抽出テキスト.
本発明の光源は、青色LEDと、蛍光体とを少なくとも有し、更に必要に応じて、その他の部材を有する。
前記光源は、前記光源の発光スペクトルにおいて、前記蛍光体が発する光の発光ピーク強度(F)に対する前記青色光のピーク強度(B)の比率〔(B)/(F)〕が、3%以下である。前記比率の下限としては、特に制限はなく、目的に応じて適宜選択することができるが、前記比率が小さすぎると、蛍光体の発光ピーク強度自体が小さくなるため、0.01%以上が好ましく、0.10%以上がより好ましい。
前記比率が3%以下であると、半値幅の狭い蛍光体の発光ピークが得られる。半値幅の狭い発光ピークを有する光源は、広い色域を得るのに有効な光源である。なお、半値幅が狭いことを色純度が高いと表現することもある。
前記青色LEDとしては、青色光を発するLED(light emitting diode)であれば、特に制限はなく、目的に応じて適宜選択することができ、例えば、440nm〜475nmの間に発光ピーク波長を有するLEDなどが挙げられる。
前記青色LEDとしては、例えば、GaN系、SiC系、ZnS系、ZnSe系などが挙げられる。
前記蛍光体としては、前記青色LEDが発する前記青色光により励起される限り、特に制限はなく、目的に応じて適宜選択することができ、例えば、緑色蛍光体、赤色蛍光体、黄色蛍光体などが挙げられる。これらの中でも、発光ピークの半値幅をより狭くできる点で、緑色蛍光体、赤色蛍光体が好ましい。
前記赤色蛍光体の発光ピーク波長としては、例えば、波長620nm〜670nmが挙げられる。

作業内容. 上の抽出テキストから、「本発明の光源は、青色LEDと」で始まり「好ましく、0.10%以上がより好ましい。」で終わる部分を、一字も変えずに書き写してください。

行データ一覧.
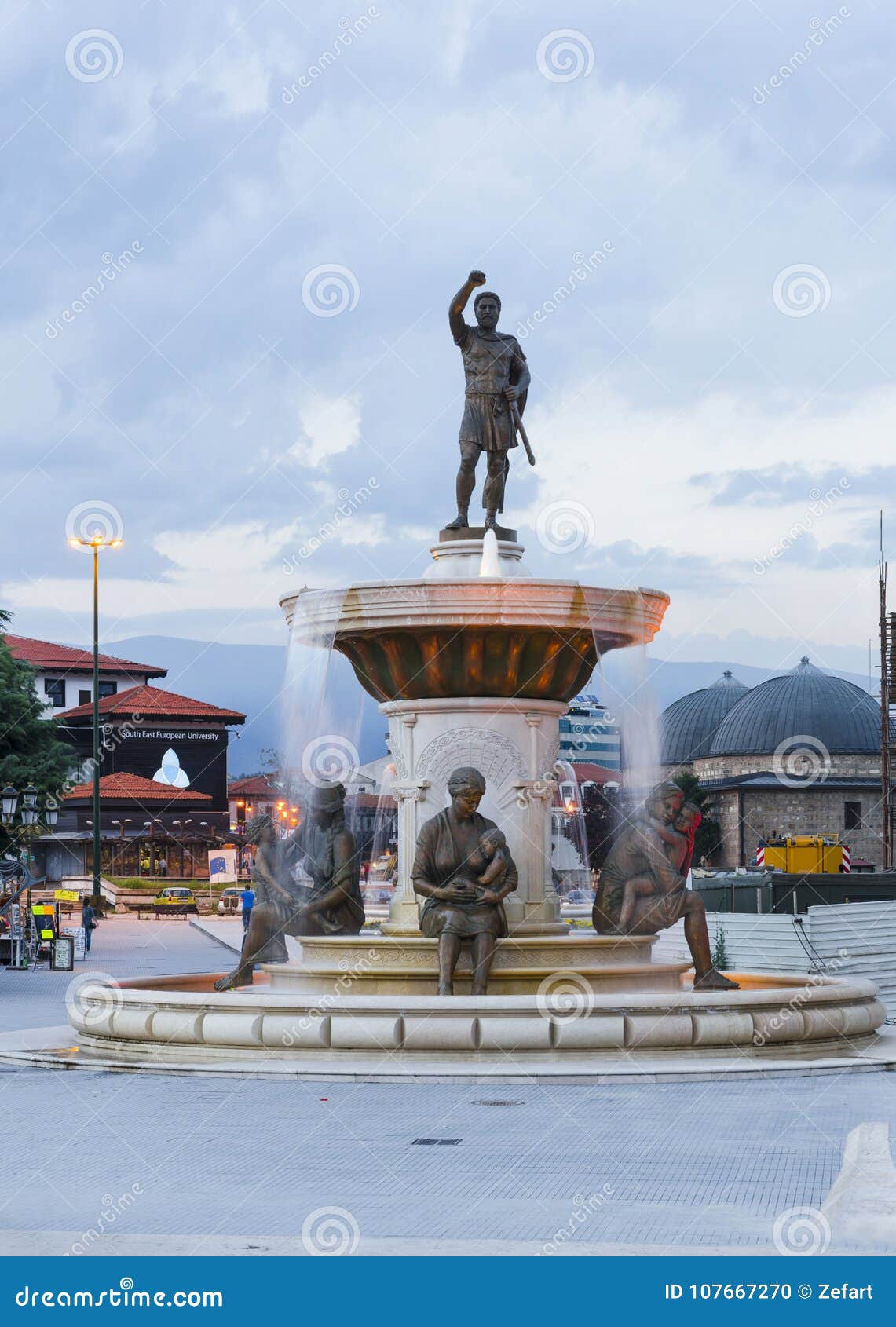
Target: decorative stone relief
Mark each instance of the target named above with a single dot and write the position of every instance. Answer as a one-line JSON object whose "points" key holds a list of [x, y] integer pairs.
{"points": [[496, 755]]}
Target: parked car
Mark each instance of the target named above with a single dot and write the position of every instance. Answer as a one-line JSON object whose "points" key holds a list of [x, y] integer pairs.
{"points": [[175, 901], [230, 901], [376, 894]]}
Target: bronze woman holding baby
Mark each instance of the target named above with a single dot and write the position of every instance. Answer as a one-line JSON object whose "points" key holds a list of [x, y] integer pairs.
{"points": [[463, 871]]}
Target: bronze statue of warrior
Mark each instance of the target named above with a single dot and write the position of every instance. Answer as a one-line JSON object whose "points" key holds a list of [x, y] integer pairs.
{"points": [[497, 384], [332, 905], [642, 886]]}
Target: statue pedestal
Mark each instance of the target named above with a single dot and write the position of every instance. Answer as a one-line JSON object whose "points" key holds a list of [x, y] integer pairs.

最終結果.
本発明の光源は、青色LEDと、蛍光体とを少なくとも有し、更に必要に応じて、その他の部材を有する。
前記光源は、前記光源の発光スペクトルにおいて、前記蛍光体が発する光の発光ピーク強度(F)に対する前記青色光のピーク強度(B)の比率〔(B)/(F)〕が、3%以下である。前記比率の下限としては、特に制限はなく、目的に応じて適宜選択することができるが、前記比率が小さすぎると、蛍光体の発光ピーク強度自体が小さくなるため、0.01%以上が好ましく、0.10%以上がより好ましい。